### Short problem
Please print all of the material below, word for word.

# # # # # # #

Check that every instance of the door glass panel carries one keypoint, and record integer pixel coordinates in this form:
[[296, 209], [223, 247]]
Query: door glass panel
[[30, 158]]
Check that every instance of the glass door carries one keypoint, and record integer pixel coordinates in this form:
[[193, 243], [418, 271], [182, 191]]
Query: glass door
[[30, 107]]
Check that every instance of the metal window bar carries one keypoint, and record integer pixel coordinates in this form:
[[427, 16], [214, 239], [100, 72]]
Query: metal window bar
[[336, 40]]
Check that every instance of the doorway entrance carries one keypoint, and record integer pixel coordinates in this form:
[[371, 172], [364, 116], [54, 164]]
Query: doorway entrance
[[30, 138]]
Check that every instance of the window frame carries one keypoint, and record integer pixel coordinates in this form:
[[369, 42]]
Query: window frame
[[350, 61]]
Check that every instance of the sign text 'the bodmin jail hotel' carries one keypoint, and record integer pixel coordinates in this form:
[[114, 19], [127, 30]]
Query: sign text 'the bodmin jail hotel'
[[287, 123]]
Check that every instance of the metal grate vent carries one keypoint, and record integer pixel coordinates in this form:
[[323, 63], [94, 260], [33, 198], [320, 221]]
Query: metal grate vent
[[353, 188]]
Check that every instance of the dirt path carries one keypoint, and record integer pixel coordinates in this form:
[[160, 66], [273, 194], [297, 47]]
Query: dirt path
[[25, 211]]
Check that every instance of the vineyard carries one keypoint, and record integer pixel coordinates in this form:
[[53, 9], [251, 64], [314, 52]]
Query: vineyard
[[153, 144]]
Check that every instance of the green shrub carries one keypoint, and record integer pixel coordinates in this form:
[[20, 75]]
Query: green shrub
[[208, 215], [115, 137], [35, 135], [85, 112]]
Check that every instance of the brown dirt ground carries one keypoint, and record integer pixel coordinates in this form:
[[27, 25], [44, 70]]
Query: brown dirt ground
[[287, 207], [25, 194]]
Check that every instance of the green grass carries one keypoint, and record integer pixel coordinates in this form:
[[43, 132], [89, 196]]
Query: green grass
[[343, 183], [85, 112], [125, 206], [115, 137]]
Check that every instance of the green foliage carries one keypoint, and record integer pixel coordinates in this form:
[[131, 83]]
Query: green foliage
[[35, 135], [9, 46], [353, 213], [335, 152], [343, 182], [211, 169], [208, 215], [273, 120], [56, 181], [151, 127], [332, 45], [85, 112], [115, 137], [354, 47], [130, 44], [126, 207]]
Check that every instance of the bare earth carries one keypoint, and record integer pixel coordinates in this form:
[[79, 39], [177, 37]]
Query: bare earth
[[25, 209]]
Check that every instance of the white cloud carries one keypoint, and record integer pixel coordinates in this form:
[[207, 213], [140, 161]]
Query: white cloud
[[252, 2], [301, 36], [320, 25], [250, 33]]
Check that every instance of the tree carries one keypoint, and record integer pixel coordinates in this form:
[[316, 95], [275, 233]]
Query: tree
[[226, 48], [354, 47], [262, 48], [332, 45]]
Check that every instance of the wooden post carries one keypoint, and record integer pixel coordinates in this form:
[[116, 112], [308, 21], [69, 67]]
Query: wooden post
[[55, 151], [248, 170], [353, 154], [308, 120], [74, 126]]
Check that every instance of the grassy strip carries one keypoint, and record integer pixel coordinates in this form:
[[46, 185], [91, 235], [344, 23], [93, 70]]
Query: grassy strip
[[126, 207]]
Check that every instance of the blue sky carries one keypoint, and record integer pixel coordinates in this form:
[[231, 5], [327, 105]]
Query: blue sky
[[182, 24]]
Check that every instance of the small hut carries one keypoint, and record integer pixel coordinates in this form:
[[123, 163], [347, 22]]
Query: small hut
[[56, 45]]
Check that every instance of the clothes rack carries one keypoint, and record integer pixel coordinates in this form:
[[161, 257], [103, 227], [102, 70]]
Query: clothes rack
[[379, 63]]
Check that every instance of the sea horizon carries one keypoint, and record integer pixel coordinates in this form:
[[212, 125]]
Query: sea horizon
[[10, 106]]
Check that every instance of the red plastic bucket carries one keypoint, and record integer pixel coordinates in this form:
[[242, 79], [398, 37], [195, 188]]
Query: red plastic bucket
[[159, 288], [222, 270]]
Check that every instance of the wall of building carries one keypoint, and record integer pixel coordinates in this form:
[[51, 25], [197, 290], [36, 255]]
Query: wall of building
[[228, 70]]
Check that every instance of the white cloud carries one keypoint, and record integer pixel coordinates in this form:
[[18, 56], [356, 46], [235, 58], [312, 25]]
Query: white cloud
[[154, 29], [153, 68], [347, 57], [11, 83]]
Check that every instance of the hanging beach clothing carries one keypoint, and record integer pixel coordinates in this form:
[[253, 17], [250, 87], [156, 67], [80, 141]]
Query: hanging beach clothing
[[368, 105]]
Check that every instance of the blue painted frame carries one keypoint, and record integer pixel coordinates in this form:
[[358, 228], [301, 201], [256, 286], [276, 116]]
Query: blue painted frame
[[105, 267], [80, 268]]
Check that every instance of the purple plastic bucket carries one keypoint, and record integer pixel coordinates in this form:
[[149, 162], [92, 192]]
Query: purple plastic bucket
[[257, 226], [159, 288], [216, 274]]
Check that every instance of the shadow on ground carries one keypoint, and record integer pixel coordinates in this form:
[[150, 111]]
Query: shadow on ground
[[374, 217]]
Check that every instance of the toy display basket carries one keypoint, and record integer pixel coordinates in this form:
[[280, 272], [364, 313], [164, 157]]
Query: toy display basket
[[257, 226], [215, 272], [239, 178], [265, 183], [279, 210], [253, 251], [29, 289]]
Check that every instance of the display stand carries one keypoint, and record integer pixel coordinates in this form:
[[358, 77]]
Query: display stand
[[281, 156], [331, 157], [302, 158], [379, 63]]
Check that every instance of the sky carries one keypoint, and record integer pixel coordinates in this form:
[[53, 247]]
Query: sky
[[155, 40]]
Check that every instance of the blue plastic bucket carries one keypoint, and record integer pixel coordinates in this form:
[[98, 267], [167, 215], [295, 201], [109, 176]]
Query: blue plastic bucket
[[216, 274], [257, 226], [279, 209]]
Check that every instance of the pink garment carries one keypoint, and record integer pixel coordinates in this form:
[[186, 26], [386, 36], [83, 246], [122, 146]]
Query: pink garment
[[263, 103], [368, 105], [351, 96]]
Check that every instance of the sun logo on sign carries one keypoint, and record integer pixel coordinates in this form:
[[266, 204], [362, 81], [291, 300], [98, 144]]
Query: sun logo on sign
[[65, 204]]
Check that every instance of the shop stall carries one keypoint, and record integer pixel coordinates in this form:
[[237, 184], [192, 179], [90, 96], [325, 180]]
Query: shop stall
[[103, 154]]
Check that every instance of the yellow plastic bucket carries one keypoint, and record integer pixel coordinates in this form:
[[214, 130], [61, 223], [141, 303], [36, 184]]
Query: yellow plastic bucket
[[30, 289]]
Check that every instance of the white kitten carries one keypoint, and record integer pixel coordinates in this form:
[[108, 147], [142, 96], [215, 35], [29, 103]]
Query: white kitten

# # # # # # #

### Reply
Check that every instance of the door glass panel carries one keypoint, and record integer pixel coordinates in this form:
[[296, 209], [223, 247]]
Query: door glass panel
[[30, 158]]
Check that every instance of the glass door carries one keypoint, and record integer pixel coordinates in this form:
[[193, 243], [418, 271], [182, 191]]
Query: glass door
[[30, 107]]
Check that every instance of the metal window bar carries one keypoint, and record integer pixel coordinates in this form:
[[427, 16], [214, 239], [100, 72]]
Query: metal window bar
[[336, 40]]
Check that every instance of the doorway entrance carries one keypoint, and record integer pixel coordinates in this form:
[[371, 172], [364, 116], [54, 164]]
Query: doorway entrance
[[30, 138]]
Check that every instance of the window frame carries one keypoint, and record integer pixel coordinates in this form:
[[369, 42]]
Query: window frame
[[350, 61]]
Check that every instance of the sign text 'the bodmin jail hotel' carries one keypoint, and record integer pixel coordinates in this form:
[[114, 19], [127, 30]]
Query: sign text 'the bodmin jail hotel'
[[287, 123]]
Check that every instance of the metal grate vent carries one keypoint, and record integer pixel coordinates in this form:
[[323, 63], [94, 260], [33, 198], [320, 221]]
Query: metal grate vent
[[353, 188]]
Check that every instance of the dirt path carries one keypoint, and record integer pixel coordinates in this form:
[[160, 66], [273, 194], [297, 47]]
Query: dirt path
[[25, 211]]
Check that every instance of the vineyard carries one keypoint, and record integer pixel coordinates in this form:
[[53, 9], [251, 64], [314, 52]]
Query: vineyard
[[153, 144]]
Check that every instance of the green shrub carries one keypoint, and record integer pixel coordinates in this form:
[[20, 75]]
Query: green shrub
[[208, 215], [115, 137], [35, 135], [85, 112]]
Check that every instance of the brown dirt ground carries one keypoint, and record integer pixel coordinates in this form:
[[27, 25], [44, 70]]
Query: brown dirt ground
[[287, 207], [25, 194]]
Check that every instance of the green grass carries one keypoint, and record integer pixel coordinates in this form:
[[43, 132], [89, 196]]
Query: green grass
[[343, 183], [85, 112], [125, 206], [115, 137]]
Check that every instance of the green foliage carries one keypoint, and record integer pixel coordinates in this form:
[[131, 83]]
Query: green foliage
[[35, 135], [9, 46], [353, 213], [335, 152], [343, 182], [211, 169], [208, 215], [273, 120], [56, 181], [151, 127], [332, 45], [85, 112], [115, 137], [354, 47], [130, 44], [126, 207]]
Check that every instance of the bare earth carries one keypoint, and record integer pixel coordinates in this form:
[[79, 39], [177, 37]]
Query: bare earth
[[25, 209]]
Check that every instance of the white cloud carries one keypoint, and record integer pixel coordinates in this form:
[[207, 213], [140, 161]]
Query: white cloud
[[252, 2], [301, 36], [320, 25], [250, 33]]
Check that every instance of the tree carries one keypoint, and record integer pixel coordinates in this form:
[[316, 95], [275, 233]]
Query: tree
[[226, 48], [354, 47], [262, 48], [332, 45]]
Check that every instance of the wooden post carries one keypoint, and record integer pixel coordinates in this form:
[[116, 112], [308, 21], [69, 67]]
Query: wooden post
[[55, 151], [248, 170], [353, 154], [308, 120], [74, 126]]
Check that every instance of the grassy strip carries one keypoint, and record integer pixel coordinates in this form:
[[46, 185], [91, 235], [344, 23], [93, 70]]
Query: grassy strip
[[126, 207]]
Check that every instance of the blue sky carries one keypoint, and record integer pixel coordinates in this form:
[[231, 5], [327, 105]]
Query: blue sky
[[182, 24]]
Check that every instance of the small hut carries one keypoint, and record integer pixel coordinates in this form:
[[123, 163], [347, 22]]
Query: small hut
[[56, 45]]
Check that every instance of the clothes rack carries one keypoint, and record integer pixel coordinates in this form:
[[161, 257], [103, 227], [102, 70]]
Query: clothes rack
[[379, 63]]
Check that every instance of the sea horizon carries one keypoint, and record integer pixel coordinates in this form:
[[212, 125]]
Query: sea horizon
[[10, 106]]
Check that every instance of the red plastic bucket carries one keypoint, and record integer pixel coordinates in this form:
[[242, 79], [398, 37], [195, 188]]
Query: red plastic bucket
[[159, 288], [222, 270]]
Check that every instance of the wall of building carries one keypoint, and record integer pixel coordinates in this form:
[[51, 25], [197, 290], [36, 255]]
Query: wall of building
[[228, 70]]
Check that every instance of the white cloud carries one keypoint, and record integer pixel coordinates in this form:
[[18, 56], [356, 46], [235, 58], [312, 25]]
Query: white cloud
[[154, 29], [153, 68], [347, 57], [11, 83]]
Check that every instance of the hanging beach clothing carries one keypoint, and record integer pixel coordinates in this form:
[[253, 17], [250, 87], [156, 67], [80, 141]]
Query: hanging beach clothing
[[368, 105]]
Check that every instance of the blue painted frame carries one keypoint, and record integer pixel coordinates in this form:
[[358, 228], [301, 201], [256, 286], [276, 116]]
Query: blue painted frame
[[105, 267], [80, 268]]
Check that every instance of the purple plastic bucket carries one keypoint, and record integer pixel coordinates in this form:
[[149, 162], [92, 192]]
Query: purple plastic bucket
[[257, 226], [159, 288], [216, 274]]
Check that every instance of the shadow on ground carries one keypoint, and record integer pixel coordinates in this form:
[[150, 111]]
Query: shadow on ground
[[374, 217]]
Check that every instance of the toy display basket carries one keypoint, and record integer pixel coordinates in this form:
[[280, 272], [364, 313], [164, 157]]
Query: toy display basket
[[257, 226], [215, 272], [239, 178], [265, 183], [279, 210], [253, 251], [29, 289]]
Check that every instance of the display stand carries one keypoint, and record integer pixel coordinates in this form:
[[358, 77]]
Query: display stand
[[281, 156], [331, 157], [302, 158], [379, 63]]
Check that every instance of the sky carries one keypoint, and record integer pixel coordinates in this form:
[[53, 247]]
Query: sky
[[155, 40]]
Check that every instance of the blue plastic bucket carries one keypoint, and record integer pixel coordinates in this form:
[[98, 267], [167, 215], [295, 201], [109, 176]]
Query: blue plastic bucket
[[216, 274], [257, 226], [279, 209]]
Check that every instance of the pink garment carries one keypoint, and record integer pixel coordinates in this form:
[[186, 26], [386, 36], [83, 246], [122, 146]]
Query: pink garment
[[263, 103], [368, 105], [351, 96]]
Check that every instance of the sun logo on sign carries one keypoint, and record integer pixel coordinates in this form:
[[266, 204], [362, 81], [291, 300], [98, 144]]
Query: sun logo on sign
[[65, 204]]
Check that every instance of the shop stall carries one keypoint, and record integer pixel coordinates in this form:
[[237, 184], [192, 179], [90, 96], [325, 180]]
Query: shop stall
[[103, 154]]
Check that every instance of the yellow plastic bucket carries one keypoint, and record integer pixel coordinates in this form:
[[214, 130], [61, 223], [141, 303], [36, 184]]
Query: yellow plastic bucket
[[30, 289]]
Check that every instance of the white kitten carries one keypoint, and record integer pixel coordinates in this form:
[[108, 147], [142, 96], [215, 35], [29, 103]]
Query: white kitten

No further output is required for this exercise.